* _Stated exercise_:
Copy every line of the material below word for word, but leave the pictures out.
## begin Dataset records
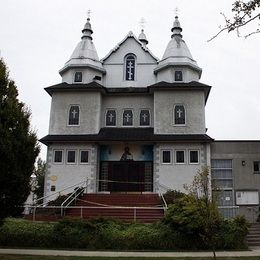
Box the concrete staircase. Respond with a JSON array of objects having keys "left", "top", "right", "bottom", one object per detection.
[
  {"left": 247, "top": 222, "right": 260, "bottom": 247},
  {"left": 65, "top": 193, "right": 164, "bottom": 223}
]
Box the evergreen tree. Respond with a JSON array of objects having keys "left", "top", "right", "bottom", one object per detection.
[{"left": 0, "top": 59, "right": 39, "bottom": 219}]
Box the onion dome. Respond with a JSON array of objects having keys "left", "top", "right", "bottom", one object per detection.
[{"left": 60, "top": 18, "right": 105, "bottom": 74}]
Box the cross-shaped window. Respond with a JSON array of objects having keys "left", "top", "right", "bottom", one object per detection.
[
  {"left": 69, "top": 106, "right": 79, "bottom": 125},
  {"left": 174, "top": 105, "right": 185, "bottom": 125},
  {"left": 140, "top": 110, "right": 150, "bottom": 126},
  {"left": 123, "top": 109, "right": 133, "bottom": 125},
  {"left": 125, "top": 54, "right": 135, "bottom": 80},
  {"left": 106, "top": 110, "right": 116, "bottom": 126}
]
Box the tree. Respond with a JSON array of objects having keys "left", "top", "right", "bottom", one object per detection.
[
  {"left": 208, "top": 0, "right": 260, "bottom": 41},
  {"left": 0, "top": 59, "right": 39, "bottom": 219},
  {"left": 165, "top": 167, "right": 224, "bottom": 259},
  {"left": 33, "top": 158, "right": 46, "bottom": 204}
]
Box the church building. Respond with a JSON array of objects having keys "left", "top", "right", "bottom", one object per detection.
[{"left": 40, "top": 16, "right": 260, "bottom": 221}]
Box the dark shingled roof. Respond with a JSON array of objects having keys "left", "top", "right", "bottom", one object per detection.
[
  {"left": 45, "top": 81, "right": 211, "bottom": 101},
  {"left": 40, "top": 127, "right": 213, "bottom": 145}
]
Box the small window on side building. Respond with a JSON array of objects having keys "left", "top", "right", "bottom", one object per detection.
[
  {"left": 162, "top": 150, "right": 172, "bottom": 163},
  {"left": 54, "top": 150, "right": 62, "bottom": 163},
  {"left": 80, "top": 150, "right": 89, "bottom": 163},
  {"left": 67, "top": 150, "right": 76, "bottom": 164},
  {"left": 254, "top": 161, "right": 260, "bottom": 173}
]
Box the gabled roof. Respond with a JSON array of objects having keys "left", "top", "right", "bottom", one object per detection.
[
  {"left": 39, "top": 127, "right": 214, "bottom": 145},
  {"left": 148, "top": 81, "right": 211, "bottom": 103},
  {"left": 100, "top": 31, "right": 159, "bottom": 63}
]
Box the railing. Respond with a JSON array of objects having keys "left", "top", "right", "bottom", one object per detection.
[
  {"left": 34, "top": 181, "right": 86, "bottom": 206},
  {"left": 61, "top": 179, "right": 89, "bottom": 216},
  {"left": 155, "top": 182, "right": 168, "bottom": 215},
  {"left": 33, "top": 206, "right": 165, "bottom": 222}
]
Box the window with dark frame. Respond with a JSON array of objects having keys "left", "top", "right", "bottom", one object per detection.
[
  {"left": 190, "top": 150, "right": 199, "bottom": 163},
  {"left": 140, "top": 110, "right": 150, "bottom": 126},
  {"left": 106, "top": 110, "right": 116, "bottom": 126},
  {"left": 74, "top": 71, "right": 82, "bottom": 82},
  {"left": 123, "top": 109, "right": 133, "bottom": 126},
  {"left": 54, "top": 150, "right": 62, "bottom": 163},
  {"left": 69, "top": 106, "right": 79, "bottom": 125},
  {"left": 175, "top": 151, "right": 185, "bottom": 163},
  {"left": 80, "top": 150, "right": 88, "bottom": 163},
  {"left": 162, "top": 150, "right": 171, "bottom": 163},
  {"left": 174, "top": 105, "right": 185, "bottom": 125},
  {"left": 254, "top": 161, "right": 260, "bottom": 173},
  {"left": 125, "top": 54, "right": 135, "bottom": 80},
  {"left": 67, "top": 150, "right": 76, "bottom": 163},
  {"left": 174, "top": 70, "right": 182, "bottom": 81}
]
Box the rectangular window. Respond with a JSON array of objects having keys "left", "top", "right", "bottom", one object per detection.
[
  {"left": 190, "top": 150, "right": 199, "bottom": 163},
  {"left": 80, "top": 150, "right": 88, "bottom": 163},
  {"left": 67, "top": 151, "right": 76, "bottom": 163},
  {"left": 175, "top": 151, "right": 185, "bottom": 163},
  {"left": 162, "top": 150, "right": 172, "bottom": 163},
  {"left": 254, "top": 162, "right": 260, "bottom": 173},
  {"left": 54, "top": 150, "right": 62, "bottom": 163}
]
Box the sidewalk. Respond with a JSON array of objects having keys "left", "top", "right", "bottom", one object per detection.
[{"left": 0, "top": 248, "right": 260, "bottom": 257}]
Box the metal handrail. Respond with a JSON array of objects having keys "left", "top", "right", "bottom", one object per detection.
[
  {"left": 34, "top": 181, "right": 86, "bottom": 206},
  {"left": 61, "top": 179, "right": 89, "bottom": 216},
  {"left": 155, "top": 182, "right": 168, "bottom": 212}
]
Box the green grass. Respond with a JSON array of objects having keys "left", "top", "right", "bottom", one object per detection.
[{"left": 0, "top": 255, "right": 259, "bottom": 260}]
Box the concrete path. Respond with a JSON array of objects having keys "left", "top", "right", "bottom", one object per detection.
[{"left": 0, "top": 248, "right": 260, "bottom": 258}]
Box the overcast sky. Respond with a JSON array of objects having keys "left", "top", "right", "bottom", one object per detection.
[{"left": 0, "top": 0, "right": 260, "bottom": 159}]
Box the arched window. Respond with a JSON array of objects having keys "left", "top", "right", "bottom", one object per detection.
[
  {"left": 106, "top": 109, "right": 116, "bottom": 126},
  {"left": 125, "top": 54, "right": 135, "bottom": 80},
  {"left": 123, "top": 109, "right": 133, "bottom": 126},
  {"left": 69, "top": 106, "right": 79, "bottom": 125},
  {"left": 174, "top": 70, "right": 182, "bottom": 81},
  {"left": 140, "top": 109, "right": 150, "bottom": 126},
  {"left": 174, "top": 105, "right": 185, "bottom": 125},
  {"left": 74, "top": 71, "right": 82, "bottom": 82}
]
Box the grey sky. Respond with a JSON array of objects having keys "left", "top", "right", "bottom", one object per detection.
[{"left": 0, "top": 0, "right": 260, "bottom": 159}]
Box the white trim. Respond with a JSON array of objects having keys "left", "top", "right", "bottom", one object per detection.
## end Dataset records
* _Correct output_:
Box the concrete staircase. Respond with a JSON array of objects having keys "left", "top", "right", "bottom", one object per detection.
[
  {"left": 247, "top": 222, "right": 260, "bottom": 247},
  {"left": 65, "top": 193, "right": 164, "bottom": 223}
]
Box the evergreen tree. Respond with a JSON array of objects having keys "left", "top", "right", "bottom", one object per detection.
[{"left": 0, "top": 59, "right": 39, "bottom": 219}]
Box the onion dome. Respond with a JSON array of objects having keys "left", "top", "right", "bottom", one object per detection.
[{"left": 60, "top": 18, "right": 105, "bottom": 74}]
Box the cross-shaped window. Respond with a JSON array of objects having keys "left", "top", "right", "bottom", one object per detection.
[
  {"left": 69, "top": 106, "right": 79, "bottom": 125},
  {"left": 174, "top": 105, "right": 185, "bottom": 125},
  {"left": 140, "top": 110, "right": 150, "bottom": 126},
  {"left": 123, "top": 109, "right": 133, "bottom": 125},
  {"left": 125, "top": 54, "right": 135, "bottom": 80},
  {"left": 106, "top": 110, "right": 116, "bottom": 126}
]
Box the tree. Respond with a JSON array of objects having keys "left", "top", "right", "bottom", one object per detection.
[
  {"left": 208, "top": 0, "right": 260, "bottom": 41},
  {"left": 0, "top": 59, "right": 39, "bottom": 219},
  {"left": 165, "top": 167, "right": 224, "bottom": 259},
  {"left": 33, "top": 158, "right": 46, "bottom": 204}
]
Box the church building. Respond with a JSON array of objects having keys "left", "top", "right", "bottom", one object per detection.
[{"left": 40, "top": 16, "right": 260, "bottom": 221}]
Box the dark shingled roof. Respond with a JSON array of objects having keys "left", "top", "right", "bottom", one object per detection.
[
  {"left": 45, "top": 81, "right": 211, "bottom": 101},
  {"left": 40, "top": 127, "right": 213, "bottom": 145}
]
Box the small window on side building. Respond with a JSON array of objects having keys "left", "top", "right", "bottom", one object per detection.
[
  {"left": 162, "top": 150, "right": 172, "bottom": 163},
  {"left": 54, "top": 150, "right": 62, "bottom": 163},
  {"left": 80, "top": 150, "right": 89, "bottom": 163},
  {"left": 67, "top": 150, "right": 76, "bottom": 164},
  {"left": 254, "top": 161, "right": 260, "bottom": 173}
]
Box the gabled roof. Respond with a JSON array of objects having keys "left", "top", "right", "bottom", one object per detection.
[
  {"left": 39, "top": 127, "right": 214, "bottom": 145},
  {"left": 148, "top": 81, "right": 211, "bottom": 103},
  {"left": 100, "top": 31, "right": 159, "bottom": 63}
]
Box the railing. Respond with a JSON array of objects having keys "left", "top", "right", "bottom", one object per detection.
[
  {"left": 34, "top": 181, "right": 86, "bottom": 206},
  {"left": 61, "top": 179, "right": 89, "bottom": 216},
  {"left": 155, "top": 182, "right": 168, "bottom": 215},
  {"left": 33, "top": 206, "right": 165, "bottom": 222}
]
Box the window with dark frame. Respond with a JSON array of objects having keys "left", "top", "right", "bottom", one object per detection.
[
  {"left": 190, "top": 150, "right": 199, "bottom": 163},
  {"left": 140, "top": 110, "right": 150, "bottom": 126},
  {"left": 106, "top": 110, "right": 116, "bottom": 126},
  {"left": 74, "top": 71, "right": 82, "bottom": 82},
  {"left": 123, "top": 109, "right": 133, "bottom": 126},
  {"left": 54, "top": 150, "right": 62, "bottom": 163},
  {"left": 69, "top": 106, "right": 79, "bottom": 125},
  {"left": 175, "top": 151, "right": 185, "bottom": 163},
  {"left": 80, "top": 150, "right": 88, "bottom": 163},
  {"left": 162, "top": 150, "right": 171, "bottom": 163},
  {"left": 174, "top": 105, "right": 185, "bottom": 125},
  {"left": 254, "top": 161, "right": 260, "bottom": 173},
  {"left": 125, "top": 54, "right": 135, "bottom": 80},
  {"left": 67, "top": 150, "right": 76, "bottom": 163},
  {"left": 174, "top": 70, "right": 182, "bottom": 81}
]
Box the rectangular window. Respond with a JSON array of objects having keys "left", "top", "right", "bottom", one object per detection.
[
  {"left": 190, "top": 150, "right": 199, "bottom": 163},
  {"left": 80, "top": 150, "right": 88, "bottom": 163},
  {"left": 67, "top": 151, "right": 76, "bottom": 163},
  {"left": 175, "top": 151, "right": 185, "bottom": 163},
  {"left": 162, "top": 150, "right": 172, "bottom": 163},
  {"left": 254, "top": 162, "right": 260, "bottom": 173},
  {"left": 54, "top": 150, "right": 62, "bottom": 163}
]
Box the sidewalk. Respond with a JSON array of objects having keys "left", "top", "right", "bottom", one object per detection.
[{"left": 0, "top": 248, "right": 260, "bottom": 257}]
Box the metal handrail. Respond with a JSON array of objects having keys "left", "top", "right", "bottom", one object per detection.
[
  {"left": 34, "top": 181, "right": 86, "bottom": 206},
  {"left": 61, "top": 179, "right": 89, "bottom": 216},
  {"left": 155, "top": 182, "right": 168, "bottom": 212}
]
Box the green grass. Respond with a JSON array of objects having keys "left", "top", "right", "bottom", one object per detection.
[{"left": 0, "top": 255, "right": 259, "bottom": 260}]
Box the concrete path. Respond with a JSON array of objects having keys "left", "top", "right", "bottom", one object per detection.
[{"left": 0, "top": 248, "right": 260, "bottom": 258}]
Box the overcast sky. Respond with a JSON array of objects having keys "left", "top", "right", "bottom", one object per detection.
[{"left": 0, "top": 0, "right": 260, "bottom": 159}]
Box the arched window. Respond with a JSON array of objects having keys "left", "top", "right", "bottom", one object per detection.
[
  {"left": 106, "top": 109, "right": 116, "bottom": 126},
  {"left": 125, "top": 54, "right": 135, "bottom": 80},
  {"left": 123, "top": 109, "right": 133, "bottom": 126},
  {"left": 69, "top": 106, "right": 79, "bottom": 125},
  {"left": 174, "top": 70, "right": 182, "bottom": 81},
  {"left": 140, "top": 109, "right": 150, "bottom": 126},
  {"left": 174, "top": 105, "right": 185, "bottom": 125},
  {"left": 74, "top": 71, "right": 82, "bottom": 82}
]
Box the grey sky. Respond with a JSON array of objects having keys "left", "top", "right", "bottom", one object per detection.
[{"left": 0, "top": 0, "right": 260, "bottom": 159}]
Box the white trim. Respond with a JSON array of objects having keys "left", "top", "right", "bottom", one object per detection.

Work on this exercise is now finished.